[Your instructions]
Throughout the material, count the lines with the word "When" in them, and answer with only the figure.

[Supplied records]

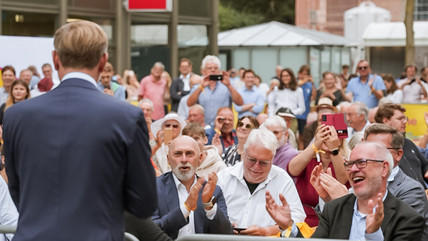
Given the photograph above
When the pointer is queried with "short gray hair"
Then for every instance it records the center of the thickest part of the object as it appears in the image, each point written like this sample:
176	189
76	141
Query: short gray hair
262	137
275	120
211	59
381	153
147	101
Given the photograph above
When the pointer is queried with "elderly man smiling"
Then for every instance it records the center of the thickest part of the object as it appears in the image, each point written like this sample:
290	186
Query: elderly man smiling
244	186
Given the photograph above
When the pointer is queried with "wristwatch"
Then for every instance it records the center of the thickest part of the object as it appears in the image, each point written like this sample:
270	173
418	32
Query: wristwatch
211	203
335	152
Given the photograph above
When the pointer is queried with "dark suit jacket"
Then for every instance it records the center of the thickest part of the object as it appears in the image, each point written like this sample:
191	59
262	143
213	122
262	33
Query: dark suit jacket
75	158
170	218
177	92
400	221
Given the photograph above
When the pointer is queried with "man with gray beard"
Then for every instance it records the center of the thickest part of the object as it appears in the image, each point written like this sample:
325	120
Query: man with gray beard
187	204
285	151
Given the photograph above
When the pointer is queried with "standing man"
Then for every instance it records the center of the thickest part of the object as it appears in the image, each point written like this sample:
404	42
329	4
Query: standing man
152	87
181	86
413	162
413	88
214	94
76	165
366	88
254	99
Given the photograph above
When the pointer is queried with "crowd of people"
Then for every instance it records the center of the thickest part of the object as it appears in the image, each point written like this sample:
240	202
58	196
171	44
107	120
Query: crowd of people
232	155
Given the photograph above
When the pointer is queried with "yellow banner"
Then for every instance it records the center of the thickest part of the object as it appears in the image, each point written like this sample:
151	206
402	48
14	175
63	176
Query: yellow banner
416	126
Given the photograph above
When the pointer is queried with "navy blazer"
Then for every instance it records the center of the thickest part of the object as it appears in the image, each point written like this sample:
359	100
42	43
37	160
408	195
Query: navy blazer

[Your solution]
9